6 Novels Featuring Nurses

Nurse checking her phone after work

Nurses are smart, determined and resourceful, making them the perfect characters to keep a story moving and get to the bottom of some gripping mysteries. These six novels feature nurse protagonists (and No. 6 is even written by a nurse.)

1. 'Outlander' by Diana Gabaldon

Claire Beauchamp Randall, is a British combat nurse who is reunited with her husband after a long wartime separation. They travel to Scotland together for respite and to become reacquainted. There, Claire becomes intrigued by an ancient stone sculpture. She finds herself spiraling through time after touching one of the sacred boulders, and lands in the year 1743. While stuck in an unfamiliar and tumultuous era, "Claire uses her nurse's training to help heal the sick, her wits to foil those who would brand her a spy, and her humor and courage to disarm any would-be captors." Finding passionate love complicates her plans to attempt an escape back to the life she once had.

2. 'The Nightingales of Troy' by Alice Fulton

A fiction collection from celebrated American poet Alice Fulton, "The Nightingales of Troy" explores the story of an Irish-American family over the course of a century. One of the stories' protagonists is a Depression era nurse. Each tale is gripping and lyrical.

3. 'A Duty to the Dead' by Charles Todd

Written by New York Times Bestselling author Charles Todd, "A Duty to the Dead" is the story of Bess Crawford, a World War I nurse whose dying patient's wish sends her into a harrowing mystery.

4. 'The Walnut Tree' by Charles Todd

Another World War I era tale. Elspeth Douglas, a British aristocrat, becomes stranded due to war activity while on the French Coast. She brings water to the troops on the front lines. There, she meets Peter Gilchrist, a captain who saves her from enemy shellfire, though they're abruptly separated. Once back in London, she begins her training as a nurse. She has promised herself to a man, Alain, but cannot forget Peter. Alain goes missing, Peter gets wounded, and Elspeth tries to survive the effects of war.

— EXERCISE DATA —
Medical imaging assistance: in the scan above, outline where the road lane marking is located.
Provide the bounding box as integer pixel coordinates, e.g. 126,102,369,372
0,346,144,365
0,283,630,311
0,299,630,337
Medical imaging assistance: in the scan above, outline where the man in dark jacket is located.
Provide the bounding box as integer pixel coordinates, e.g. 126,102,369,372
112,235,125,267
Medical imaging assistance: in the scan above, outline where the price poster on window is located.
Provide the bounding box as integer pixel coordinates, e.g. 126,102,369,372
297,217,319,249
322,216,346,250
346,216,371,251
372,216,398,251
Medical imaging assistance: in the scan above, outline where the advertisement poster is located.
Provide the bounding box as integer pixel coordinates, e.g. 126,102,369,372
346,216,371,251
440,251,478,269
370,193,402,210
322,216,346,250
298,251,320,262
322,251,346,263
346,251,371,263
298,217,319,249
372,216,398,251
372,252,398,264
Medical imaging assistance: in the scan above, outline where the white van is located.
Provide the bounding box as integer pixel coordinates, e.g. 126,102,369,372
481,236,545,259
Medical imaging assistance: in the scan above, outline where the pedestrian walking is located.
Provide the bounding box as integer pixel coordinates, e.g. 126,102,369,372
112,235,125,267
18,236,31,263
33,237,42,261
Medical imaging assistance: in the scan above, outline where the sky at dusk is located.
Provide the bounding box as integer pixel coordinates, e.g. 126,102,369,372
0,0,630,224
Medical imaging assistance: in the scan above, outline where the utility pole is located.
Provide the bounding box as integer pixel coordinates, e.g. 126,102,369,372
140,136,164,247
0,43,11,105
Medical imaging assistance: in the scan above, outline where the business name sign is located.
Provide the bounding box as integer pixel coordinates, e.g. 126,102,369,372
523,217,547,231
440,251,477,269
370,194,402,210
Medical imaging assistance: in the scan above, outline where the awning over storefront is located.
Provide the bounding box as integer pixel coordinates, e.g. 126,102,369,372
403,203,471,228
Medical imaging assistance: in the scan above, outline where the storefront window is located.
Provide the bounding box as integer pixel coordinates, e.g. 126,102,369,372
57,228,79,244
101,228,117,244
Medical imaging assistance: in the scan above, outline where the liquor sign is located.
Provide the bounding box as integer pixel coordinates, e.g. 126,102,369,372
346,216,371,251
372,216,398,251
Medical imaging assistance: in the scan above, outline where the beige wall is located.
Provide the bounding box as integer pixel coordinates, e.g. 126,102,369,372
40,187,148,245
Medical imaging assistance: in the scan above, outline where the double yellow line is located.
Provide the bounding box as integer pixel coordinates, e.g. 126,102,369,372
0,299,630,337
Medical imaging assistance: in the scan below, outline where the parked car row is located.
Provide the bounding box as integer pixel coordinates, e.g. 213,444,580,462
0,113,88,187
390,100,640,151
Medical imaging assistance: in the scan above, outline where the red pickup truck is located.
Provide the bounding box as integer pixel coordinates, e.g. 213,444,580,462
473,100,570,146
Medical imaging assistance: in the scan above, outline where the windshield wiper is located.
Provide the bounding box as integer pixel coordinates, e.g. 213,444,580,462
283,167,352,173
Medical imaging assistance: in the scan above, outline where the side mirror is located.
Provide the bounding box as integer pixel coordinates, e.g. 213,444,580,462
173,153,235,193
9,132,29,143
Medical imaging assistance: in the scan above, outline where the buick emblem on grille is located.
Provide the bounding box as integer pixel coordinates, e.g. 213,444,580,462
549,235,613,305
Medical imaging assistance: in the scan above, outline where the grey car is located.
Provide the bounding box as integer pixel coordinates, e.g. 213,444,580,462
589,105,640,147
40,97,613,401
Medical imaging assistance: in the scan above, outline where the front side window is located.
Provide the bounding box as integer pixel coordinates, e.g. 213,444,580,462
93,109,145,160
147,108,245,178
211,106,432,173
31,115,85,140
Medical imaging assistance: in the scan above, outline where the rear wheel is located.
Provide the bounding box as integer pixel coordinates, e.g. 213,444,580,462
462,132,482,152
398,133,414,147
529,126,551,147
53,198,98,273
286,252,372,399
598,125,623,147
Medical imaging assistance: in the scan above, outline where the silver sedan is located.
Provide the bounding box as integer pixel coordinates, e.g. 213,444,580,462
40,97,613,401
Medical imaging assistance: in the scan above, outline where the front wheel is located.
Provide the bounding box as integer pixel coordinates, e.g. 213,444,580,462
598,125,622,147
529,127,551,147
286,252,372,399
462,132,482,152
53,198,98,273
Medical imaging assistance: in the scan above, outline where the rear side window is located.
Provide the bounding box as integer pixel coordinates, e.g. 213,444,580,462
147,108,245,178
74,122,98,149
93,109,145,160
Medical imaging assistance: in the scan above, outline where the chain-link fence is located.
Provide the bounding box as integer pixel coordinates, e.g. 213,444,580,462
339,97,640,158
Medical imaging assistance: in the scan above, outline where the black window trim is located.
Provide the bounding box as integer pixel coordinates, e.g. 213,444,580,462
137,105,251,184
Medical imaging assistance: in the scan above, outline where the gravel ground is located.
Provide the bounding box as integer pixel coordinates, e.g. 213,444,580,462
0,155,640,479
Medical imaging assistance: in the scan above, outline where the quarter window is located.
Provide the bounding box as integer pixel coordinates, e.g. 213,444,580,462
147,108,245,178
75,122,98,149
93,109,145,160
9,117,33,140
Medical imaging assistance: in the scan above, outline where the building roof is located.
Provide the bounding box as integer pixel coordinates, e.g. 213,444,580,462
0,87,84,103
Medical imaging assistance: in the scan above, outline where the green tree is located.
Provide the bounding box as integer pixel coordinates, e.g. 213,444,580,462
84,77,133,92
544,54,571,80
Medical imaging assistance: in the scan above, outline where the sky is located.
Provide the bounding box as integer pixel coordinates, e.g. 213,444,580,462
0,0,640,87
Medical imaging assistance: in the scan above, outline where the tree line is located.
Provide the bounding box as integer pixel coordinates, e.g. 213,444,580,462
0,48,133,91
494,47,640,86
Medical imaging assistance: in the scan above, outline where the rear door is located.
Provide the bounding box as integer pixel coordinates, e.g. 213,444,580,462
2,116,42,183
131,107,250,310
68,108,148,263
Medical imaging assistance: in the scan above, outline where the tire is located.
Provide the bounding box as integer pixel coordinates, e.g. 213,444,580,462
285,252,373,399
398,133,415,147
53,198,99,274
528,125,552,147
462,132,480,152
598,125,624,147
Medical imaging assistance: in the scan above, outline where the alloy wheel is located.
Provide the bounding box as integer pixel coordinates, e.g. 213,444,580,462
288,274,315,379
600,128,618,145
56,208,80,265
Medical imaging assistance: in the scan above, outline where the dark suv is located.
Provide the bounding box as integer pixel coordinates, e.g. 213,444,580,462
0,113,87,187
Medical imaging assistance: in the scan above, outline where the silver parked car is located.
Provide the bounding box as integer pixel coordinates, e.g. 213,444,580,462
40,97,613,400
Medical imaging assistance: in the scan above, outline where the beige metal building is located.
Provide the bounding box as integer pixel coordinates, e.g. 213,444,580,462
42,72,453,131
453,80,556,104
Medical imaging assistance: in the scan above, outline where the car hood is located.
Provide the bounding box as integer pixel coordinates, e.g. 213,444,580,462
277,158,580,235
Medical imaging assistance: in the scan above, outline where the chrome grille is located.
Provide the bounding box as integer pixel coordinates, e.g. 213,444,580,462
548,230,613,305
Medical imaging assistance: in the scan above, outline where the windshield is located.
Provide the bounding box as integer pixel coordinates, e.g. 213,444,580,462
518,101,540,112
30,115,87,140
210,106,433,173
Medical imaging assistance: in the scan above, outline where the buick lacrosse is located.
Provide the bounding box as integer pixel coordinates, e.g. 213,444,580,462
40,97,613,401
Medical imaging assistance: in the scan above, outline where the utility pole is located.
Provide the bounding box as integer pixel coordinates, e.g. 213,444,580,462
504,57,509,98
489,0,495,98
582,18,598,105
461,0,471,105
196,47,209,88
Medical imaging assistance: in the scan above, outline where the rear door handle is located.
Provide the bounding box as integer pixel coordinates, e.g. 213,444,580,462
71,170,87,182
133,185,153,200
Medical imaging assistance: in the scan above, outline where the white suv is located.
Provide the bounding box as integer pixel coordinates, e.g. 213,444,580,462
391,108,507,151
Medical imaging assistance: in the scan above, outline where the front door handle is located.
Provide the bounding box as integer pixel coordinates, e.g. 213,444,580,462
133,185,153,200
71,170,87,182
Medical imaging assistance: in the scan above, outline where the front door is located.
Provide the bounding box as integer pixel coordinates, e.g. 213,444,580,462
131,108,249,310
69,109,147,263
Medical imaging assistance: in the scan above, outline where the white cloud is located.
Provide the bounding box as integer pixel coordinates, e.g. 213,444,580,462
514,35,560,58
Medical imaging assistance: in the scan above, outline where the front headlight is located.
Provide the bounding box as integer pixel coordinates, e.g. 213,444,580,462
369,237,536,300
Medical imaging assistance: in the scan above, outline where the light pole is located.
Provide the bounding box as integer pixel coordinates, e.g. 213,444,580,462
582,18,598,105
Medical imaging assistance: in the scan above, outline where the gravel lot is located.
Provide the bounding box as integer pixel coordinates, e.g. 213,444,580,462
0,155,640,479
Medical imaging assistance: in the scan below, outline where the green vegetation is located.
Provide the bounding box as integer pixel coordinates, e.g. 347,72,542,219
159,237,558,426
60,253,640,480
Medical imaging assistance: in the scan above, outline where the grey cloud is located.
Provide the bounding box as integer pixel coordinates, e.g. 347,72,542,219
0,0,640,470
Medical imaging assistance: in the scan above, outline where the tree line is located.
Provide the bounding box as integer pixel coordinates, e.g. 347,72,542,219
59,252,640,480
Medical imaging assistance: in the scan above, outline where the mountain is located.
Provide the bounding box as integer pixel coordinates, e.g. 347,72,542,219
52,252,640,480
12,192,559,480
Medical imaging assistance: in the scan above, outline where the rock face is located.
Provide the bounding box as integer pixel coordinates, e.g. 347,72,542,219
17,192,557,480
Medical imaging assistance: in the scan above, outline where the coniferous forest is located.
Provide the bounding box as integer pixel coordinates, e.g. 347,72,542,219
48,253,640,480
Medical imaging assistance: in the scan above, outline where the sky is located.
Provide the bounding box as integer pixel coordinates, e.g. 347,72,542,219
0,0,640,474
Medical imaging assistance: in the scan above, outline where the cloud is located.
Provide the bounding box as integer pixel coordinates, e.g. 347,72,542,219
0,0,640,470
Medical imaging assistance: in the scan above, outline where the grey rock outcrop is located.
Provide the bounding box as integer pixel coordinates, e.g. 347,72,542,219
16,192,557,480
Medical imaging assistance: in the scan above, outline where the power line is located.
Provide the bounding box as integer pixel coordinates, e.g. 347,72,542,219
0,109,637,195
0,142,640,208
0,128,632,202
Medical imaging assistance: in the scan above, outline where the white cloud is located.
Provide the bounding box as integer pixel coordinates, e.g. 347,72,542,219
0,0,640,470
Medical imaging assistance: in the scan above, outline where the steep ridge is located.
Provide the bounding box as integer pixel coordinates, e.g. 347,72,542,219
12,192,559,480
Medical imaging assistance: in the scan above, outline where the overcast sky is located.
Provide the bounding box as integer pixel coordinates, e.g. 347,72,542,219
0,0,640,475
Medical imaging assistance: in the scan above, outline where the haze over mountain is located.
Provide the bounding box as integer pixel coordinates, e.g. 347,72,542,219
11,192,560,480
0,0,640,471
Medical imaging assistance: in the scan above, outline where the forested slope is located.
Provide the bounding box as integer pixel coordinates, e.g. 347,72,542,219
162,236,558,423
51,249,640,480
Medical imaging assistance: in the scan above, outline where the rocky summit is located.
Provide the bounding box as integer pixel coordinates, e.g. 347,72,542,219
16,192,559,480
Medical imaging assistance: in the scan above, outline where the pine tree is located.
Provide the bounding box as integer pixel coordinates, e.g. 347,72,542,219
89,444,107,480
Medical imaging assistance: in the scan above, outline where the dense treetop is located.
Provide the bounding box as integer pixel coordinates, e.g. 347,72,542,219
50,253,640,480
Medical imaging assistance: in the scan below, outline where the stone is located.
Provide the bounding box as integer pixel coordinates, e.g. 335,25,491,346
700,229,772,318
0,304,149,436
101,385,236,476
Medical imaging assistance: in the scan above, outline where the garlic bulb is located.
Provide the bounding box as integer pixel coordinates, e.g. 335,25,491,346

— TASK PROMPT —
Can you reproduce the piece on novels featuring nurses from "6 Novels Featuring Nurses" up to and including "by a nurse.)", swapping "resourceful" for "resilient"?

— RESPONSE BELOW —
6 Novels Featuring Nurses

Nurse checking her phone after work

Nurses are smart, determined and resilient, making them the perfect characters to keep a story moving and get to the bottom of some gripping mysteries. These six novels feature nurse protagonists (and No. 6 is even written by a nurse.)